# Required work
Reproduce, exactly as they appear, the line containing "Annotation task: mark the man in striped" and every line after it, ending with the last line of the records.

(Image-grounded pointing data)

* * * * * * *

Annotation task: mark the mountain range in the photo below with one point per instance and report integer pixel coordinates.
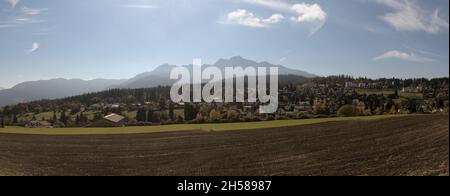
(60, 88)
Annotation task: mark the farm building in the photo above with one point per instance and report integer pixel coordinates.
(112, 120)
(38, 124)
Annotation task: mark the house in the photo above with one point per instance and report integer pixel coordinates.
(38, 124)
(112, 120)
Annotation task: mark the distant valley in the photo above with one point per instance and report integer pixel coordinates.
(60, 88)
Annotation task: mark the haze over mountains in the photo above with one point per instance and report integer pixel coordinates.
(60, 88)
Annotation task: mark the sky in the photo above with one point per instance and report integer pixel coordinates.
(117, 39)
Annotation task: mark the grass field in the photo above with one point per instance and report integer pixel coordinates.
(415, 145)
(183, 127)
(390, 92)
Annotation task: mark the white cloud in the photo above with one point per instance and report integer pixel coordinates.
(142, 6)
(31, 11)
(246, 18)
(410, 17)
(395, 54)
(13, 3)
(22, 17)
(312, 16)
(276, 18)
(35, 46)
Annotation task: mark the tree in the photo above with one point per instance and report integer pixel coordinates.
(54, 119)
(200, 118)
(150, 115)
(348, 111)
(141, 114)
(171, 111)
(63, 117)
(214, 116)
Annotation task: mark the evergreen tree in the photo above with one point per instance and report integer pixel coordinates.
(63, 117)
(54, 119)
(150, 115)
(171, 111)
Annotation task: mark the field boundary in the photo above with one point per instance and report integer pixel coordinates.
(185, 127)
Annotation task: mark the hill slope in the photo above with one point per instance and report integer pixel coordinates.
(52, 89)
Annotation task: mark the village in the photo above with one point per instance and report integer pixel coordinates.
(321, 98)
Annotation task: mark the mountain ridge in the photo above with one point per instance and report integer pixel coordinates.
(160, 76)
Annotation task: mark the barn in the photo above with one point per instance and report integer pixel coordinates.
(38, 124)
(112, 120)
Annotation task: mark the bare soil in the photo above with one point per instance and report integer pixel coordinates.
(413, 145)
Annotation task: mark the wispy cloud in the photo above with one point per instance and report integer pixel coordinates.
(22, 17)
(310, 15)
(31, 11)
(142, 6)
(395, 54)
(13, 3)
(246, 18)
(410, 17)
(35, 46)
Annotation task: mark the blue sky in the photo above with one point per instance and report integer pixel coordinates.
(43, 39)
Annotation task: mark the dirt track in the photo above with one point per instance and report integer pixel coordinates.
(416, 145)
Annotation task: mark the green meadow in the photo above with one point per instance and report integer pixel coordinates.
(183, 127)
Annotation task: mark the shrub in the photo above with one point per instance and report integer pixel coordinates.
(348, 111)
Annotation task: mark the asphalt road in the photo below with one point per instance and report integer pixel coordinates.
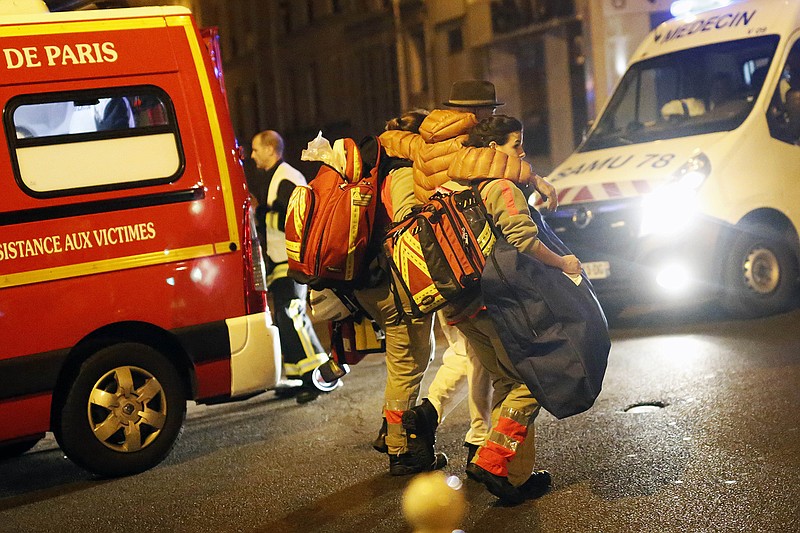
(719, 452)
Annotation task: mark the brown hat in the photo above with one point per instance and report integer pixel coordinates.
(472, 93)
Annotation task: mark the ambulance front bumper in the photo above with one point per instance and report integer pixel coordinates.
(628, 267)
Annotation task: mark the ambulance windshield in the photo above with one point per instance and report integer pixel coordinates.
(691, 92)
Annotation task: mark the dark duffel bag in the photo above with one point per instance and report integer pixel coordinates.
(554, 331)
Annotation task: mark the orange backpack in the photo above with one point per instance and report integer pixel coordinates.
(438, 252)
(329, 223)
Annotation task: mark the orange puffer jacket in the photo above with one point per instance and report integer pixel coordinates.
(479, 163)
(433, 150)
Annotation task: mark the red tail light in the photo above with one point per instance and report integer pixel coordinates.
(255, 269)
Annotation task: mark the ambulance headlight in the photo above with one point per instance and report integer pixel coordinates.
(671, 208)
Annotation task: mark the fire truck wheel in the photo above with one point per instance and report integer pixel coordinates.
(761, 274)
(123, 412)
(15, 449)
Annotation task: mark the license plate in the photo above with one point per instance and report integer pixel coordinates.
(597, 269)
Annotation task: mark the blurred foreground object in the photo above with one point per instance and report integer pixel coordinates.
(434, 503)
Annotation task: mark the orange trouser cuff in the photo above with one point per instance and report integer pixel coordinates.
(494, 458)
(393, 417)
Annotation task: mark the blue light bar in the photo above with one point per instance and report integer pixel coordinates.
(680, 8)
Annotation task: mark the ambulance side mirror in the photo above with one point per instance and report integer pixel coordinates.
(585, 133)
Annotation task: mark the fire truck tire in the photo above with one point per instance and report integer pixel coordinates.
(15, 449)
(123, 412)
(760, 276)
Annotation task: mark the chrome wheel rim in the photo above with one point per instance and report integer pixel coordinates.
(762, 271)
(127, 409)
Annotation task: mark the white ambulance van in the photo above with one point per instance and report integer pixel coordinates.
(688, 183)
(131, 279)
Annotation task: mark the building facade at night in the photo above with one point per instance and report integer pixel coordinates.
(345, 66)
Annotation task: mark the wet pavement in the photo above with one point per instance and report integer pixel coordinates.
(697, 429)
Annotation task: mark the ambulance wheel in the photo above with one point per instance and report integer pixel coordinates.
(761, 274)
(15, 449)
(123, 412)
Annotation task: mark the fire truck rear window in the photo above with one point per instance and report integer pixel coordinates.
(71, 143)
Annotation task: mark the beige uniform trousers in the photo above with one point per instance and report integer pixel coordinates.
(461, 376)
(509, 390)
(409, 351)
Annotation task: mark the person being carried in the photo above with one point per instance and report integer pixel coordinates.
(504, 463)
(300, 346)
(432, 147)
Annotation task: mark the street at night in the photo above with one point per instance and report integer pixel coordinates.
(716, 451)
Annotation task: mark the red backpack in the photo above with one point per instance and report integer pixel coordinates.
(329, 223)
(437, 253)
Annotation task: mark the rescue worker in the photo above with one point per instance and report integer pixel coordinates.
(432, 147)
(504, 463)
(409, 341)
(301, 349)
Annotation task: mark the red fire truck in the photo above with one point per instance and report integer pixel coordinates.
(130, 275)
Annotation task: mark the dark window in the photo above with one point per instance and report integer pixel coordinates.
(455, 41)
(65, 143)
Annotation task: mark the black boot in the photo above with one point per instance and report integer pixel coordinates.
(379, 444)
(497, 485)
(536, 485)
(420, 424)
(407, 463)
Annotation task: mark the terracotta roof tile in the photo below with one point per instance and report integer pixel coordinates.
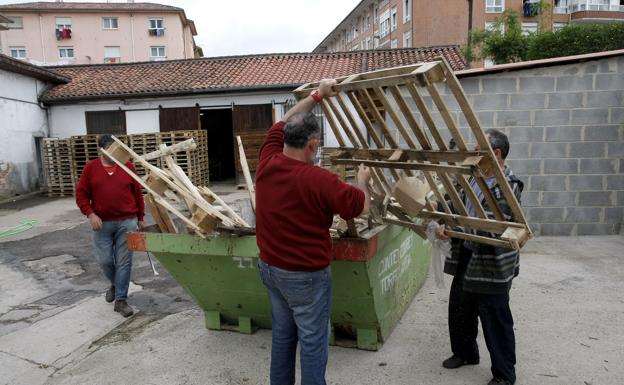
(47, 5)
(220, 74)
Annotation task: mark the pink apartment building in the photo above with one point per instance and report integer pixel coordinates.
(53, 33)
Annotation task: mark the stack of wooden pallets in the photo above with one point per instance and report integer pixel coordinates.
(80, 149)
(171, 191)
(57, 162)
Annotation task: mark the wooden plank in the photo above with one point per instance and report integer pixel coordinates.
(221, 202)
(332, 123)
(379, 118)
(394, 116)
(457, 90)
(446, 116)
(187, 145)
(406, 165)
(422, 229)
(160, 215)
(407, 113)
(341, 121)
(249, 182)
(367, 123)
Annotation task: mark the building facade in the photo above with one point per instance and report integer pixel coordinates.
(375, 24)
(57, 33)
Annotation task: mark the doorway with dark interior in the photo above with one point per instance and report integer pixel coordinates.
(218, 123)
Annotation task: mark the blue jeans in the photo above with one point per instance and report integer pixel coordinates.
(111, 251)
(300, 310)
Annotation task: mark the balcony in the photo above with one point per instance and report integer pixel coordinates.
(592, 5)
(596, 10)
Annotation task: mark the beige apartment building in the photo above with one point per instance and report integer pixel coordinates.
(383, 24)
(58, 33)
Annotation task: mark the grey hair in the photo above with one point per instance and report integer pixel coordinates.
(300, 128)
(105, 140)
(498, 140)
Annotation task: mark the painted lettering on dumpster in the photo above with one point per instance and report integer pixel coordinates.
(245, 262)
(394, 265)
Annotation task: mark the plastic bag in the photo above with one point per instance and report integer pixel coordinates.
(440, 250)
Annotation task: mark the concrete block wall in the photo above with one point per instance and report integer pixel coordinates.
(566, 128)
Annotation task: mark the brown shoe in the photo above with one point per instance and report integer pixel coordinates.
(122, 307)
(110, 294)
(455, 362)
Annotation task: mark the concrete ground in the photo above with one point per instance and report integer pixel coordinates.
(56, 328)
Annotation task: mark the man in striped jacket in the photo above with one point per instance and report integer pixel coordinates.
(481, 283)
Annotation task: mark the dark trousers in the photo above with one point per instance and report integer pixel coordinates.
(465, 308)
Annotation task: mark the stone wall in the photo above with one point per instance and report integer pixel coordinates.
(566, 128)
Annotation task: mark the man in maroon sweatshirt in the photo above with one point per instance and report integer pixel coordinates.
(296, 203)
(113, 202)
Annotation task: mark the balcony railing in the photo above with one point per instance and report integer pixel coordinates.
(587, 5)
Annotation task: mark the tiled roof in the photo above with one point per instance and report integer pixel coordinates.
(236, 73)
(53, 6)
(7, 63)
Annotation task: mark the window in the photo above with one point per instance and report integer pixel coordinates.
(66, 52)
(561, 6)
(157, 53)
(407, 10)
(112, 55)
(110, 23)
(384, 24)
(63, 23)
(494, 6)
(489, 26)
(156, 26)
(106, 122)
(558, 26)
(18, 52)
(17, 22)
(529, 27)
(393, 19)
(407, 39)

* * * * * * *

# Answer to this exercise
Annotation task: mark the man in striped jacket in the photo above with one point per instance and report integer pixel coordinates.
(481, 283)
Annotation task: mark the dark trousers in the photo above with one point per instance and report integer pixel coordinates.
(465, 308)
Annotation task: mark the stone wall in the photo above with one point per instance and report integer pixel coordinates.
(566, 128)
Annotation task: mark the man in maroon sweatshirt in the photo above with one point per instance and report integer pixel coordinates.
(296, 203)
(113, 202)
Annotation task: mark the balcony railing in the photo above with one point per instance and report integer pixel coordinates.
(587, 5)
Annotation task: mark the tiled roof in the photo above with one point per instance and report integer pixel coordinates.
(236, 73)
(53, 6)
(7, 63)
Annotation task: mark the window in the photo above with one point per instance and report integer pixel coordinates.
(66, 52)
(561, 6)
(157, 53)
(407, 10)
(112, 55)
(110, 23)
(384, 24)
(63, 23)
(494, 6)
(489, 26)
(156, 26)
(106, 122)
(558, 26)
(18, 52)
(17, 22)
(529, 27)
(393, 19)
(407, 39)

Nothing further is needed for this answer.